ЧТО СДЕЛАТЬ:
a. Перепечатайте из отрывка о Толстом кусок от «Мотив этот становится» до «путь революционного насилия.» включительно.
b. Ответьте по отрывку о Толстом, помечая ответы теми же знаками:
(i) В какие годы создавалась повесть «Хаджи-Мурат»?
(ii) В каком году Толстой записал в дневнике мысль о «человеке в его зависимости от среды»?
(iii) Что говорит о себе Федя Протасов в «Живом трупе»?

ИСХОДНЫЙ ОТРЫВОК:
---+---

Мотив этот становится с тех пор основным в творчестве Толстого. Правда, в «Живом трупе» перед нами — коллизия, так сказать, негероической непримиримости («...я не герой», — говорит Федя Протасов). В других же сочинениях запечатлено именно героическое противоборство враждебным силам. По «наблюдению» Нехлюдова из «Воскресения» (вполне согласному с авторским), «политические преступники — социалисты и стачечники, осужденные за сопротивление властям» — это «самые лучшие» люди общества. Таковы они и в последующих произведениях писателя (например, «За что?», «Божеское и человеческое», «Нет в мире виноватых»), хотя его отношение к ним сложно. Восхищаясь их самоотверженностью, нравственной значительностью, глубокой преданностью идее народного блага, он отвергает избранный ими путь революционного насилия.
Особенно красноречив в этом смысле другой толстовский герой — Хаджи-Мурат из знаменитой одноименной повести (1896—1904), в которой отражены события борьбы северокавказских горцев с русским царизмом (кавказская война 1817—1864 гг.). Восхищение личностью, видящей высшее свое назначение в схватке с недругом, в этом случае еще менее «подобало» проповеднику непротивления. Ведь той этической красоты подвига, что так привлекала писателя в революционерах, как раз и недостает герою «кавказской» повести. И однако, теневые, своекорыстные черты прощаются ему за «энергию и силу» жизни, за природную несокрушимость, за мощную волю, вступающую в смертельный поединок с враждебными обстоятельствами. В образе Хаджи-Мурата, как и в толстовских образах революционеров, конкретно-историческое — вместе с всечеловеческим. Писатель не приемлет реальные, исторические формы деятельности этих своих персонажей. Но он высоко почитает их общую — мятежно непримиримую — жизненную позицию. Она — в согласии с идеалом человека, которым вдохновлялся поздний Толстой. «Так и надо. Так и надо», как сказано в притче о репейнике, открывающей «Хаджи-Мурата» (набросок 1896 г.).
В 1902 г., размышляя о «человеке в его зависимости от среды», Толстой записал в дневнике: «Если мы наблюдаем его извне, мы не видим среди движений, зависящих от среды, его главного движения жизни». Слова эти в узком значении соотносятся с философским учением писателя. Но в широком смысле (пафос личностного начала, отказ от фатальной детерминированности человека внешними обстоятельствами) мысль Толстого в высшей степени соответствует общим устремлениям «молодого» русского реализма той поры. Хорошо знакомые по толстовским «народным рассказам» прежних лет типы безропотных, христиански смиренных, все выносящих «житийных» людей присутствуют у писателя и сейчас («Алеша Горшок», «Отец Василий», «Корней Васильев»). Но они потеснены. Это бытовые персонажи, большей частью выключенные из исторической сферы. А между тем в этой сфере, главной в позднем творчестве Толстого, прежде всего действуют героические индивидуальности.

---+---

МАТЕРИАЛ:

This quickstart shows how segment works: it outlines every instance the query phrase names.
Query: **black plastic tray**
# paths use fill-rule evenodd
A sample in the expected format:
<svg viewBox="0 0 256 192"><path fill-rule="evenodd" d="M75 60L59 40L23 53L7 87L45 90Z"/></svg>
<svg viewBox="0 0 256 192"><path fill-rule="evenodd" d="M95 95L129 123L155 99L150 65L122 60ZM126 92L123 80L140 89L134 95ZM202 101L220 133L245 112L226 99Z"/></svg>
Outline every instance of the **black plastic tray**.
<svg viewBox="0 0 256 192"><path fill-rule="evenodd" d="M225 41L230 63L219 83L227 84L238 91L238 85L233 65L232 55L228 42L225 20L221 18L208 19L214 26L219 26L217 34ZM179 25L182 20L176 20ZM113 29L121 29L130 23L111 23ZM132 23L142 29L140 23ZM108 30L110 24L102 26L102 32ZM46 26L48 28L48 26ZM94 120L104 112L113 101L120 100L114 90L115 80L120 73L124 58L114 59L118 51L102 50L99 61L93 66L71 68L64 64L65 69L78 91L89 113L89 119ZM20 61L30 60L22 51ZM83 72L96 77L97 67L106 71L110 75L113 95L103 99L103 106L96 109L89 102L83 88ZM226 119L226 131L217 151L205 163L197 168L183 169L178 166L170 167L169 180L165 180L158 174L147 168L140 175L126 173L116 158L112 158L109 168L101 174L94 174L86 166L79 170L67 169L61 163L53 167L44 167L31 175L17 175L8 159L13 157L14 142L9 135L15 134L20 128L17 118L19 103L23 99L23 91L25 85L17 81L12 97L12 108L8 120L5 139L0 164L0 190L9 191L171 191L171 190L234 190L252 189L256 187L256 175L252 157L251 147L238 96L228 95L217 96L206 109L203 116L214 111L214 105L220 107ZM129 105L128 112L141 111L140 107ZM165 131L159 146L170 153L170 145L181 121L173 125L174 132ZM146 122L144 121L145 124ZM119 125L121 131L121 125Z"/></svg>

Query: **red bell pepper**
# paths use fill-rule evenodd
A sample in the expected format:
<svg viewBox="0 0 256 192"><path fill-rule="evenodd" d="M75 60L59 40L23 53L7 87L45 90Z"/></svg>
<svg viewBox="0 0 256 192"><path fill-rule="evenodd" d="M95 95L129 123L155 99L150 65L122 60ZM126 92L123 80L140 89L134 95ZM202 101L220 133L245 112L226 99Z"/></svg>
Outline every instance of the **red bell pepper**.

---+---

ОТВЕТЫ ПО ЗАДАНИЯМ:
a.
Мотив этот становится с тех пор основным в творчестве Толстого. Правда, в «Живом трупе» перед нами — коллизия, так сказать, негероической непримиримости («...я не герой», — говорит Федя Протасов). В других же сочинениях запечатлено именно героическое противоборство враждебным силам. По «наблюдению» Нехлюдова из «Воскресения» (вполне согласному с авторским), «политические преступники — социалисты и стачечники, осужденные за сопротивление властям» — это «самые лучшие» люди общества. Таковы они и в последующих произведениях писателя (например, «За что?», «Божеское и человеческое», «Нет в мире виноватых»), хотя его отношение к ним сложно. Восхищаясь их самоотверженностью, нравственной значительностью, глубокой преданностью идее народного блага, он отвергает избранный ими путь революционного насилия.

b.
(i) 1896—1904
(ii) В 1902 году
(iii) «...я не герой»